■ What is being asked ■
Count the lines in the records below that contain the word "orange", matching case exactly. Reply with that number alone.

■ Data lines ■
::::::::

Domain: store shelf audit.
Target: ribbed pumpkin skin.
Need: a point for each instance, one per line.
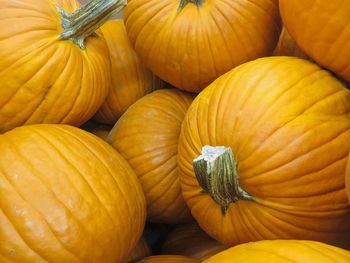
(169, 259)
(282, 251)
(45, 79)
(322, 30)
(147, 136)
(131, 80)
(66, 196)
(189, 48)
(190, 240)
(140, 251)
(288, 124)
(287, 46)
(347, 178)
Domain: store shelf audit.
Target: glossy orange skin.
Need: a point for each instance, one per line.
(288, 124)
(147, 136)
(190, 240)
(287, 46)
(282, 251)
(347, 178)
(169, 259)
(189, 48)
(66, 196)
(131, 80)
(322, 30)
(45, 79)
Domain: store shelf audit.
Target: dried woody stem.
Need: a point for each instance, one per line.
(85, 20)
(216, 172)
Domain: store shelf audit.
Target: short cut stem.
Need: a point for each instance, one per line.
(216, 172)
(83, 22)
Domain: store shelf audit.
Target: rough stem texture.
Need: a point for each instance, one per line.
(85, 20)
(185, 2)
(216, 172)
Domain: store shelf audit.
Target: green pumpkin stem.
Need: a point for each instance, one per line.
(185, 2)
(83, 22)
(216, 172)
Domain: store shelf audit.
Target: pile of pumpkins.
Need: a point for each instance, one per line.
(228, 120)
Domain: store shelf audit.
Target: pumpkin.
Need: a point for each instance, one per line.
(66, 196)
(287, 46)
(322, 30)
(169, 259)
(262, 154)
(347, 177)
(189, 43)
(190, 240)
(282, 251)
(147, 137)
(140, 251)
(52, 70)
(130, 79)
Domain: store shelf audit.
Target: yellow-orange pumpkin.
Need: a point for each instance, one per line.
(190, 240)
(322, 30)
(130, 79)
(169, 259)
(66, 196)
(282, 251)
(189, 43)
(287, 122)
(347, 177)
(287, 46)
(147, 137)
(140, 251)
(45, 76)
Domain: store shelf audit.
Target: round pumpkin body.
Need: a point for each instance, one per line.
(147, 137)
(66, 196)
(347, 177)
(191, 43)
(140, 251)
(287, 46)
(322, 31)
(130, 79)
(190, 240)
(44, 78)
(282, 251)
(287, 123)
(169, 259)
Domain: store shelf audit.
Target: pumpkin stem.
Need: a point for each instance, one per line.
(216, 172)
(185, 2)
(85, 20)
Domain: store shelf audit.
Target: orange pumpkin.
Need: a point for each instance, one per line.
(282, 251)
(347, 177)
(52, 71)
(322, 30)
(169, 259)
(189, 43)
(147, 137)
(130, 79)
(287, 46)
(66, 196)
(140, 251)
(190, 240)
(283, 125)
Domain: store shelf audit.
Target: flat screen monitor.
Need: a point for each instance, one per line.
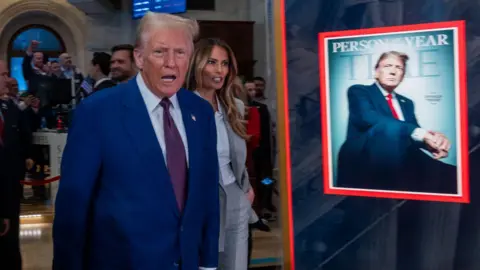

::::::::

■ Task solution ■
3